**WORK INSTRUCTIONS**
Reproduce the entries exactly, but keep the pictures out of the copy.

[Stored records]

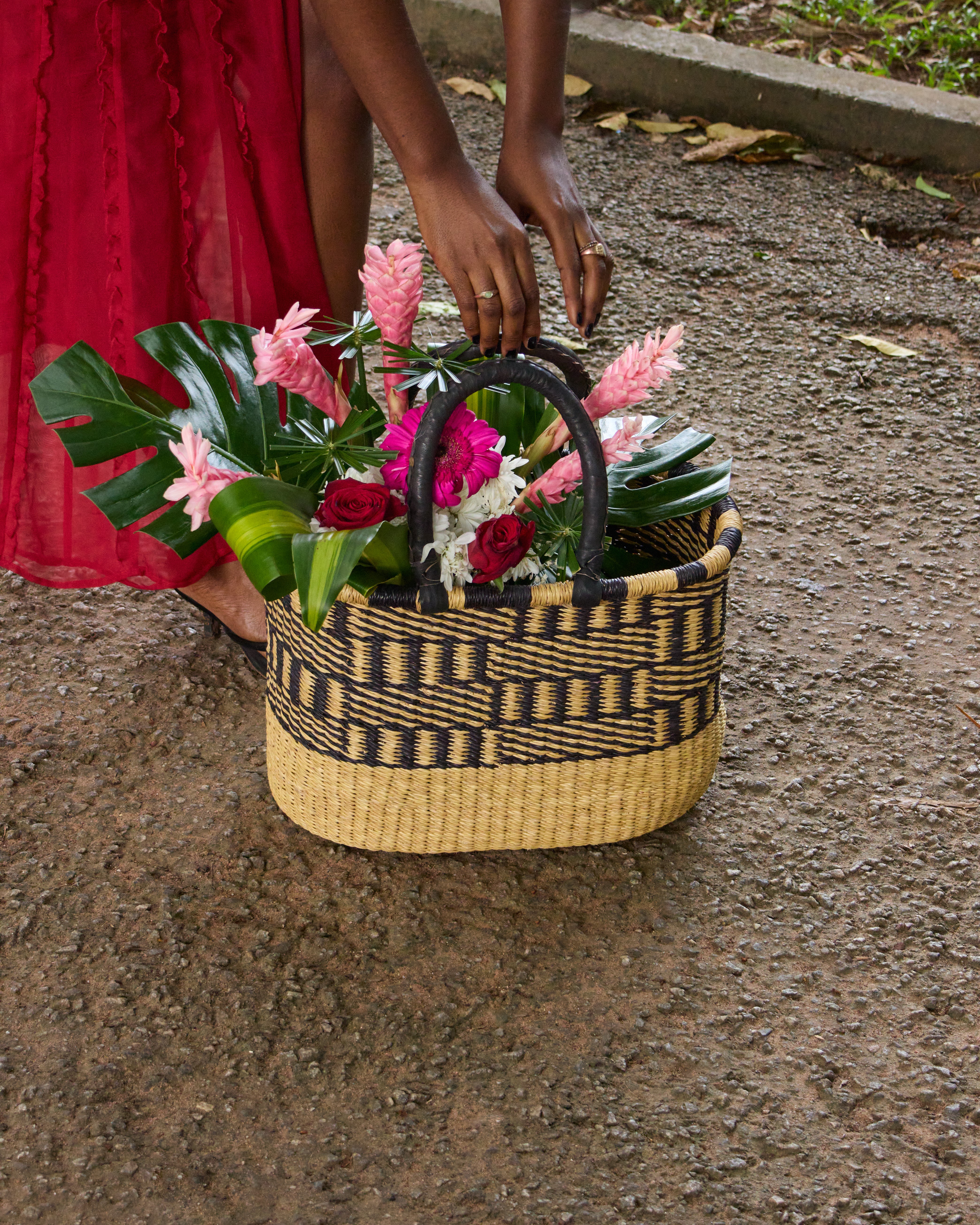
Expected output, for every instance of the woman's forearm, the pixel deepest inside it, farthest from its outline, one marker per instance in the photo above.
(536, 35)
(377, 45)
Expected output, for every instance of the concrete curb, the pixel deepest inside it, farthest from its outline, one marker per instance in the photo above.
(681, 74)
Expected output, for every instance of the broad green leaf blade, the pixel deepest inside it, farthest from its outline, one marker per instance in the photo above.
(669, 499)
(620, 563)
(648, 463)
(389, 554)
(323, 563)
(133, 495)
(259, 517)
(503, 413)
(145, 397)
(173, 528)
(198, 371)
(258, 414)
(538, 416)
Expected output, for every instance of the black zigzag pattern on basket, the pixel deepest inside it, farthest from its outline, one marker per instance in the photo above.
(487, 689)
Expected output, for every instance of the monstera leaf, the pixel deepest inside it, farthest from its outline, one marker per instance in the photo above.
(126, 416)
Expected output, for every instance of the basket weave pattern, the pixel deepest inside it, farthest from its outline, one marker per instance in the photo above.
(511, 727)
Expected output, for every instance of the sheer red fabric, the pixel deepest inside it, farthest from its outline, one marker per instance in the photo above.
(152, 173)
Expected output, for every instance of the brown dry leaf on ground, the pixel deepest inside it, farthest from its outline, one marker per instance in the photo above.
(463, 85)
(886, 347)
(749, 144)
(575, 88)
(661, 129)
(880, 176)
(603, 110)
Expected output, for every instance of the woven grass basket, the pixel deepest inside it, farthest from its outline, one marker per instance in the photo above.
(555, 716)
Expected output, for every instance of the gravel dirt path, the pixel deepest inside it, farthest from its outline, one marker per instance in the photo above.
(766, 1012)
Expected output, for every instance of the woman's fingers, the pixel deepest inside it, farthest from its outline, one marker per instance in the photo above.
(598, 274)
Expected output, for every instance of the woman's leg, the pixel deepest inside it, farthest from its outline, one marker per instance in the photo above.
(339, 166)
(339, 163)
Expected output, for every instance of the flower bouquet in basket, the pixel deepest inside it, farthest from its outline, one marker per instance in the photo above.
(504, 489)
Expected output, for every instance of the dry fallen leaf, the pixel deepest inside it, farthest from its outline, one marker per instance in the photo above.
(886, 347)
(463, 85)
(785, 45)
(575, 88)
(867, 236)
(603, 111)
(651, 126)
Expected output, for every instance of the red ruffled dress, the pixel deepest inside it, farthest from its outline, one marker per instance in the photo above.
(151, 172)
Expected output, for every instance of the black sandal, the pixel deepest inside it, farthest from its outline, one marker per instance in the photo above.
(253, 651)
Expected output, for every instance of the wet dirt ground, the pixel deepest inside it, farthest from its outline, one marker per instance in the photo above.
(765, 1012)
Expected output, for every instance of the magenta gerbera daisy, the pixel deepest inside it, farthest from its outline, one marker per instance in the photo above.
(466, 454)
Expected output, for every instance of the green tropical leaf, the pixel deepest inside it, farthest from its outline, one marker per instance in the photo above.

**ANSWER TO THIS PROBLEM**
Expected output, for every instance of the woman's forearm, the pixel deepest inside it, farthest from its outline, one marker per instance in the photo above.
(536, 35)
(377, 45)
Expected output, for every instance of the concrete curb, the pixel deepest inside it, farthest from its outline, one marker per instance in the photo above.
(681, 74)
Expected output, for every instance of the broad green leaf blade, the pixel deepest inside it, farthest from its outline, one marker per instance in the photo above.
(669, 499)
(620, 563)
(648, 463)
(389, 554)
(323, 563)
(133, 495)
(259, 517)
(503, 413)
(145, 397)
(173, 528)
(198, 371)
(258, 414)
(538, 416)
Expected output, for every instance of the black zigzag pattern on basket, the pixel deepest inside it, farthest from its outline, one marker per instance in the photo above.
(487, 689)
Expected output, for every instance of the monstera leaf, the pixel deepest inside it, farthest from its outline, one marker per instance in the photo above.
(126, 416)
Expected output, for every instance of the basket weave pattern, the pixel deepest inside it, farthest from its outline, one marker per instance in the photo above.
(511, 727)
Expected output, for every instance of the sheer red fabric, the pixel deepest inside it, farthest from its outline, one marker per instance in the photo above.
(152, 173)
Expected output, for every instance of the brown dry leaf on ground, the pixel deepest inside it, farthest from its outline, one marker per instance in the photo above.
(463, 85)
(886, 347)
(749, 144)
(575, 88)
(661, 129)
(880, 176)
(603, 110)
Expected output, for every instance of the woven grass basket, the pixel deepest inside it, farthest from its outline, one marker per instance in the photo above.
(555, 716)
Expected output, for every instance of the gravel dirt path, the pixel deepest inside it, farthest from its outline, one marker per instance in the photo above.
(766, 1012)
Expected output, for every instance of the woman's fingers, the pixel deepest inside it, farthest from its outline, one marker per instance in the photo above.
(598, 274)
Expected output, for every instance of the woman's leg, the pixel deepest inside it, farthest from its outline, one marker per instance in the photo above.
(339, 166)
(339, 163)
Expected output, for every instance of the flower bouquet in basket, the pixel deepest inside it, farthest from its outline, one marker per instance in the photo above.
(504, 489)
Expected output, for every instance of the dry fallen leaf, the pixel deepest inside it, farthest from its outline, one marker per instance in the photo above.
(886, 347)
(463, 85)
(785, 45)
(575, 88)
(867, 236)
(603, 111)
(651, 126)
Expected output, for every instance of the red ruffled dress, the pixel deepest inside it, farthest from its outline, one marker per instance in the photo above.
(151, 172)
Expected output, for every instance of the black sandal, the pixel deepest inside it, farthest from its outline, one marker per instance in the photo above.
(253, 651)
Expected output, for every instance of the wet dirt ground, the pixel deepest inside it, farthest from its outline, one marker per instance in the photo above.
(765, 1012)
Expected output, for every instance of the magenta gerbera daisy, the pixel deepest inside it, farthest from its outline, one marker per instance in the photo above.
(466, 454)
Expected output, for every instance of the green tropical leaf, the pixel deepest inside it, farthest from its outline, one marker per instance in the photo above.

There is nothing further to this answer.